• WHAT YOU WILL DO
[1] In the passage on CAHPR, who is named as Rhode Island's acting health insurance commissioner?
[2] Return the section of the passage on CAHPR between "Faculty are currently" and "period of time.", inclusive.

• PASSAGE TO READ

The center was approved by Brown’s Academic Priorities Committee in June, and was officially up and running with the start of the 2023-24 academic year.

Brown already had top researchers in this field, Jha said. They are now joined by Andrew Ryan, director of CAHPR (pronounced “CAY-per”) and a professor of health services, policy and practice who has been at the forefront of health policy research for over a decade.

“The mission of CAHPR is to generate the highest-quality evidence to advance and form discussions around health care, affordability, access and value in the United States, and to translate this information toward policy change,” Ryan said.

What makes CAHPR unique, Ryan said, is a focus on translating research into policy. Often, he noted, scholarly research remains sequestered in peer-reviewed journals; it doesn't get to the policy makers and community stakeholders who are trying to improve health care systems. CAHPR scientists hope to do more than conduct great research; they also hope to influence health policy at the national and state level.

“This is something that's important to us and something that we're really trying to address in the center,” Ryan said. “How we're doing this is through targeted dissemination to policy makers and engagements with community stakeholders and policy makers.”

Upcoming CAHPR events include a panel discussion in Washington, D.C., during which Brown researchers and national policy makers will come together to talk about Medicare Advantage; and a seminar series focused on health policy research. Ryan said that center priorities also include supporting national initiatives with respect to transparency and Medicare Advantage and private equity.

Faculty are currently mentoring a number of public health Ph.D. students who are working as research assistants on CAHPR projects, where they’re learning about research methods as well as how to translate findings into policy. The center also launched a Health Data Science Summer Fellowship Program, designed to equip students at Brown with essential skills in data management and programming in the field of health data science.

A realistic approach to problems caused by private equity

To illustrate CAHPR’s approach, the School of Public Health hosted a panel discussion on the impact of private equity in health care — what it means for patient care, costs, outcomes, access and more. In private equity, investment firms purchase mature businesses like physician practices or hospitals or nursing homes, seek to revamp them and then resell them in a short period of time.

Panelists included Brown public health faculty members Christopher Whaley, an expert on markets and regulation in health care, and Yashaswini Singh, an expert on private equity; Erin Fuse Brown, a law professor at Georgia State University College of Law, expert on health and administrative law and a collaborator of CAHPR; and Cory King, acting health insurance commissioner of Rhode Island.

The panelists not only made the topic of private equity ownership of health care sound as riveting as a true crime novel, but they also provided clear examples of how research could be used to influence policy levers and solutions to identify and address some of the harms of private equity ownership.

One question from the crowd: Where is the money going to come from, if not private equity?

Jha and Ryan had previously acknowledged that “uprooting private equity from the health care system” wasn’t a feasible solution. But the answer from Fuse Brown was more nuanced.

“So it's about, ‘How do we manage the risks and the harms?’” Fuse Brown said. “Is there a way to access the capital, but put some guardrails around the worst harms to patient care, to physicians, and to costs and consolidation, of course… I think that's actually something worth doing, even if it sort of just slows down the worst effects of it.”

• SUPPLIED RECORDS
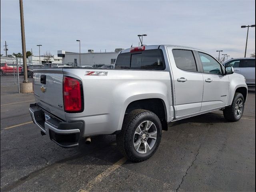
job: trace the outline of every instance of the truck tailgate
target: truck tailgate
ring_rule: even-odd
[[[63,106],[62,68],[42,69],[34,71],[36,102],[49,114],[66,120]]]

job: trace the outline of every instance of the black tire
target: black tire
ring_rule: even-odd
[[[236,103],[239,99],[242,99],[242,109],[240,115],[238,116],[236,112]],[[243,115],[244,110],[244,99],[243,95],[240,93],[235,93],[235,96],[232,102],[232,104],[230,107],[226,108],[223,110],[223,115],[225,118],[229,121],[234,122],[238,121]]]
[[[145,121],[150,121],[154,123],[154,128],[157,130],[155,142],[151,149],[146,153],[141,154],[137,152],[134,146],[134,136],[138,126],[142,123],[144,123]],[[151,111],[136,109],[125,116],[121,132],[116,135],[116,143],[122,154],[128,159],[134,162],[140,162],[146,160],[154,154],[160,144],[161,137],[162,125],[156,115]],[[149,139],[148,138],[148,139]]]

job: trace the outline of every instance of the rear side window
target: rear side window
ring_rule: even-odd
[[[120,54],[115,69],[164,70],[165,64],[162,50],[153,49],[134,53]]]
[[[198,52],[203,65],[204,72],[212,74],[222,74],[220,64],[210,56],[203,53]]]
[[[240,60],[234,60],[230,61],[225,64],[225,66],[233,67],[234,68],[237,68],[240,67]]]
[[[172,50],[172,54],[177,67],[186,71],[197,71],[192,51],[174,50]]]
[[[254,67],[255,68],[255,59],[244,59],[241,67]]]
==
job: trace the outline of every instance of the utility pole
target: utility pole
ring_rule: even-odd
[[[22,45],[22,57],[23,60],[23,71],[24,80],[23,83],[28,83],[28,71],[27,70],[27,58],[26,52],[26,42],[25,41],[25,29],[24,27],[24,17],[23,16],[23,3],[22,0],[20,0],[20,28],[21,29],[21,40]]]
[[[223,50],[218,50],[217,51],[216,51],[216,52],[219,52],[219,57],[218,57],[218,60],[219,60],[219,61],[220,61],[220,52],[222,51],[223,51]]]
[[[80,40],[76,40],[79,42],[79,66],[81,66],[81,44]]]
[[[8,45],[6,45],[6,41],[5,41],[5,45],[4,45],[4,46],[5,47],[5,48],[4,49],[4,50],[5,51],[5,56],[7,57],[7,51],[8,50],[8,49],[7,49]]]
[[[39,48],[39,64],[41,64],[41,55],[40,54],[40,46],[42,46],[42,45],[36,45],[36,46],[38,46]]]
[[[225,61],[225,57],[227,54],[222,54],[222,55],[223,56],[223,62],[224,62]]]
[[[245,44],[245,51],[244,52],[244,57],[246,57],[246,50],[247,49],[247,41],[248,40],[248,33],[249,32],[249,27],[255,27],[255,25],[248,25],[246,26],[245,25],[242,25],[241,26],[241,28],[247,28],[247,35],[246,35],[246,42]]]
==
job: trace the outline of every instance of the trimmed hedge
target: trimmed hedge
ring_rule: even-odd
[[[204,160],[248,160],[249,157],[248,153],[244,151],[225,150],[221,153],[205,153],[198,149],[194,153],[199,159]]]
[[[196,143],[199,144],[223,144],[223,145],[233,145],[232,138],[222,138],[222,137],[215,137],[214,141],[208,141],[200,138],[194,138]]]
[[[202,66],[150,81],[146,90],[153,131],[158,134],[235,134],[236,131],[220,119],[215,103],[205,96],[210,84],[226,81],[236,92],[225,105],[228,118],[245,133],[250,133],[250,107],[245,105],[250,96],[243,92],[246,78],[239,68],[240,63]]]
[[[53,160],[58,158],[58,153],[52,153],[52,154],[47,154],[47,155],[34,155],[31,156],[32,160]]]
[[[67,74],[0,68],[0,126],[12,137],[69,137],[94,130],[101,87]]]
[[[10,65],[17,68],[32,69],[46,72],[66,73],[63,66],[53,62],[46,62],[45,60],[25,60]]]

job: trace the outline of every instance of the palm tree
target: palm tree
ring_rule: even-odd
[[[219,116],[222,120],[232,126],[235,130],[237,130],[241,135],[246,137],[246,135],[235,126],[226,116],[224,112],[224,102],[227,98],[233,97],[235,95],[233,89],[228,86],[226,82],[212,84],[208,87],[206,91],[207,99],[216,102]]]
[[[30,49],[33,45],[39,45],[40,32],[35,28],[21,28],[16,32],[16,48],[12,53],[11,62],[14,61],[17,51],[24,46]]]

• TASK-BY-TASK OUTPUTS
[1] Cory King

[2]
Faculty are currently mentoring a number of public health Ph.D. students who are working as research assistants on CAHPR projects, where they’re learning about research methods as well as how to translate findings into policy. The center also launched a Health Data Science Summer Fellowship Program, designed to equip students at Brown with essential skills in data management and programming in the field of health data science.

A realistic approach to problems caused by private equity

To illustrate CAHPR’s approach, the School of Public Health hosted a panel discussion on the impact of private equity in health care — what it means for patient care, costs, outcomes, access and more. In private equity, investment firms purchase mature businesses like physician practices or hospitals or nursing homes, seek to revamp them and then resell them in a short period of time.